**Task**
Transcribe the records that follow, preserving every word.

--- begin ---

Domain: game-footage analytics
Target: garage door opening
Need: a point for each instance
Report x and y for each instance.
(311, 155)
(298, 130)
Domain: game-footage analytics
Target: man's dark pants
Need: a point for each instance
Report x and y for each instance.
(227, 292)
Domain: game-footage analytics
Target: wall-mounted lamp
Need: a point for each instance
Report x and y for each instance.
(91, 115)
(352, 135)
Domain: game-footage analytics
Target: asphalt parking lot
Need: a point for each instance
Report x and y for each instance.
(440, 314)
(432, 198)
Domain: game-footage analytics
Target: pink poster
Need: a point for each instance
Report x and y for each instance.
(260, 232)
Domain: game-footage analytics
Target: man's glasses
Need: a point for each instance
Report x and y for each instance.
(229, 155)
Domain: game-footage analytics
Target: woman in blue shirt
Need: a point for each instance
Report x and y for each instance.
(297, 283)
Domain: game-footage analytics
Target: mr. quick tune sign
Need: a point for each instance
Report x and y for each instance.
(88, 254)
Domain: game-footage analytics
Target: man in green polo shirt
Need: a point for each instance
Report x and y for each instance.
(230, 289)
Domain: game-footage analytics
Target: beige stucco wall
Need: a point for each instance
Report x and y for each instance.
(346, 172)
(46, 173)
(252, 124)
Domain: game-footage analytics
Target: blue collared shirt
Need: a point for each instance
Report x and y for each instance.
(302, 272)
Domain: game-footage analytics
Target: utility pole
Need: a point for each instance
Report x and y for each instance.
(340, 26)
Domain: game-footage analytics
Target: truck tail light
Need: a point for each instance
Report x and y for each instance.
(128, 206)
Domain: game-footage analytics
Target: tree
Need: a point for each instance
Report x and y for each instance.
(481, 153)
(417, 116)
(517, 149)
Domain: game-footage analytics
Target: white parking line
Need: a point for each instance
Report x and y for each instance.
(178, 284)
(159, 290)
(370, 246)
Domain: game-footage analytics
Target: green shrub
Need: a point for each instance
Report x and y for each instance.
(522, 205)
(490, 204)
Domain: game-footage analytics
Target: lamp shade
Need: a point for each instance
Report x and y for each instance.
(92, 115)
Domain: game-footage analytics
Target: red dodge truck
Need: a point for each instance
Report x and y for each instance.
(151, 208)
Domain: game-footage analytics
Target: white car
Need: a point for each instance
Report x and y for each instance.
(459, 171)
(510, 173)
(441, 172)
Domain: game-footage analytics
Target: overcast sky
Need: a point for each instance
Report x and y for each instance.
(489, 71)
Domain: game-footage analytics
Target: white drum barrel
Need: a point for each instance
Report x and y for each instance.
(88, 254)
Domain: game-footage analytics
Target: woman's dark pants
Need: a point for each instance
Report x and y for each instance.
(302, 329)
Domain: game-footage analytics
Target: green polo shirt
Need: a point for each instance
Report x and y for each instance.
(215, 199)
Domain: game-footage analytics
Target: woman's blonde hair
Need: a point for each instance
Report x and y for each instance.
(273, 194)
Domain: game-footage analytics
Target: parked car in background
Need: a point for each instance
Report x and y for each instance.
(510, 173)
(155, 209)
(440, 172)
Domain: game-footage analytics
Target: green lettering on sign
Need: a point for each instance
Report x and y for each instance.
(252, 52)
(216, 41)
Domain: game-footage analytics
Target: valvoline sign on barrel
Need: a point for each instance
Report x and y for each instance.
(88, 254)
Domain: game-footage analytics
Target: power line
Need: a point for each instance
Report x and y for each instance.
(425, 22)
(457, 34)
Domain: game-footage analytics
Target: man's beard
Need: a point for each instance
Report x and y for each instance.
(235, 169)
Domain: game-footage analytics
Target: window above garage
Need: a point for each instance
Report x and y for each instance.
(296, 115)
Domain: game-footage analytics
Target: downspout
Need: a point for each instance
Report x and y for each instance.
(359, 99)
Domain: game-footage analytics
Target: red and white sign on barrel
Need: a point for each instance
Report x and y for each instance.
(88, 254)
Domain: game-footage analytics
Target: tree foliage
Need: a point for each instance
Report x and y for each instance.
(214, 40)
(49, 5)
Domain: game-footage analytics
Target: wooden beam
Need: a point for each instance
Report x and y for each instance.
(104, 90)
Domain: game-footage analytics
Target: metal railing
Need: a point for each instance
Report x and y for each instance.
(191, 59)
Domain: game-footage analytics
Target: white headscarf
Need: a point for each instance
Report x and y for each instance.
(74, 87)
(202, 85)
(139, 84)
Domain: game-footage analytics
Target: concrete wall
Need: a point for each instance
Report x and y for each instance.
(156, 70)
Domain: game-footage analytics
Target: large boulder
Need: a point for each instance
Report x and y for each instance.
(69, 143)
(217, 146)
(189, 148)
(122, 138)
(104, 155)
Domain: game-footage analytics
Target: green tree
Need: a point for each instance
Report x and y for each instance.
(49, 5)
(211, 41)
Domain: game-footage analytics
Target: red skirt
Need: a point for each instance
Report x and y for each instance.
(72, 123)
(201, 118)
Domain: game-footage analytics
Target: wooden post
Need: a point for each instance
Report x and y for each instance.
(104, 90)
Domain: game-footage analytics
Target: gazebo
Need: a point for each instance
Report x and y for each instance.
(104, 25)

--- end ---

**The output**
Domain: game-footage analytics
Target: garage door opening
Need: a point for each instance
Report x and y for each instance.
(311, 155)
(298, 130)
Domain: game-footage analytics
Target: man's dark pants
Need: a point for each instance
Report x and y for each instance.
(227, 292)
Domain: game-footage analytics
Target: wall-mounted lamp
Need: a point for each instance
Report x and y for each instance.
(91, 115)
(352, 135)
Domain: game-footage analytics
Target: asphalt parking lot
Need: a point for each instance
Report x and y for each instance.
(440, 314)
(432, 198)
Domain: game-footage analytics
Target: pink poster
Need: a point for each instance
Report x and y for each instance.
(260, 232)
Domain: game-footage analytics
Target: man's glasses
Need: a point for each instance
Report x and y for each instance.
(229, 155)
Domain: game-footage analytics
Target: woman in blue shirt
Need: a point for each instance
Report x and y for each instance.
(297, 283)
Domain: game-footage analytics
Target: mr. quick tune sign
Need: a point for each instance
Report x and y for each instance.
(88, 254)
Domain: game-footage analytics
Target: man in green polo shirt
Need: a point for each instance
Report x and y for each instance.
(230, 289)
Domain: game-footage analytics
Target: beige stucco wall
Need: a point for each instance
Report x and y for each instance.
(346, 172)
(46, 173)
(252, 124)
Domain: game-footage analytics
Target: blue collared shirt
Need: a point for each instance
Report x and y for each instance.
(302, 272)
Domain: game-footage analytics
Target: utility pole
Need: a point for each instance
Report x and y for each instance.
(340, 26)
Domain: game-footage analytics
Target: truck tail light
Need: a point for each instance
Report x and y for each instance.
(128, 206)
Domain: game-footage analytics
Target: tree
Need: a point for each instance
Report x and y for each instance.
(481, 153)
(417, 116)
(517, 149)
Domain: game-footage analytics
Target: white parking line
Need: a point for each instance
Report x and y for each instance.
(178, 284)
(159, 290)
(370, 246)
Domain: game-footage analytics
Target: green shrub
Need: a point for each instance
Report x and y for each instance.
(522, 205)
(490, 204)
Domain: game-footage analytics
Target: lamp shade
Need: a point for each instance
Report x and y for each instance.
(92, 115)
Domain: game-footage analytics
Target: red dodge truck
Need: a point for each instance
Report x and y for each instance.
(151, 208)
Domain: game-footage analytics
Target: white car
Need: a point for each instance
Report x and y for each instance.
(459, 171)
(510, 173)
(441, 172)
Domain: game-footage analytics
Target: overcast sky
Need: a point for each instance
Report x and y for each instance.
(489, 71)
Domain: game-footage analytics
Target: white drum barrel
Need: a point for each instance
Report x and y for each instance.
(88, 254)
Domain: game-footage analytics
Target: woman's dark pants
Need: a point for each instance
Report x and y for each instance.
(302, 329)
Domain: game-footage analytics
Target: green polo shirt
Need: a point for each instance
Report x and y for each instance.
(215, 199)
Domain: game-footage analytics
Target: woman's blonde hair
Need: a point for each instance
Report x and y for each instance.
(273, 194)
Domain: game-footage analytics
Target: parked car in background
Need: a point for each instance
Report x and y for each instance.
(510, 173)
(155, 209)
(440, 172)
Domain: game-footage analytics
Target: green lettering on sign
Need: a point for each instance
Report x and y for each instance.
(252, 52)
(216, 41)
Domain: game-footage analytics
Target: valvoline sign on barrel
Need: a point for each instance
Report x and y for each instance.
(88, 254)
Domain: game-footage analytics
Target: power line
Need: a point for each instance
Report x and y for each instance.
(425, 22)
(457, 34)
Domain: game-footage analytics
Target: man's beard
Need: a point for each instance
Report x and y for each instance.
(235, 169)
Domain: game-footage analytics
Target: window above garage
Need: a point for each instance
Report x and y for each instance.
(296, 115)
Domain: game-footage analytics
Target: downspout
Need: a point for each instance
Report x and y for each instance.
(359, 99)
Domain: game-footage analytics
Target: red and white sign on barrel
Need: a point for each instance
Report x and y for each instance.
(88, 254)
Domain: game-footage analytics
Target: tree foliage
Need: a point for each instance
Report x and y for each instance.
(214, 40)
(49, 5)
Domain: game-footage analytics
Target: wooden beam
Need: a point for each instance
Report x and y for each instance.
(104, 90)
Domain: game-footage analytics
Target: metal railing
Need: a point for each instance
Report x and y for each instance.
(191, 59)
Domain: game-footage analytics
Target: white headscarf
Need: a point for each instance
Report x and y for each instance.
(74, 87)
(202, 85)
(139, 84)
Domain: game-footage analytics
Target: concrete wall
Need: a point for each instance
Report x and y for each instance.
(156, 70)
Domain: game-footage analytics
Target: large boulder
Need: a point for each instance
Report x and y for each instance.
(69, 143)
(217, 146)
(189, 148)
(122, 138)
(104, 155)
Domain: game-footage analytics
Target: green tree
Need: a point for each instance
Report x and y for each instance.
(49, 5)
(211, 41)
Domain: game-footage analytics
Target: red skirt
Need: a point for each instance
Report x and y for each instance.
(72, 123)
(201, 118)
Domain: game-footage analytics
Target: wooden post
Need: a point for each instance
Report x and y for each instance.
(104, 90)
Domain: game-footage analytics
Target: gazebo
Need: a point for each instance
Report x and y for each instance.
(104, 25)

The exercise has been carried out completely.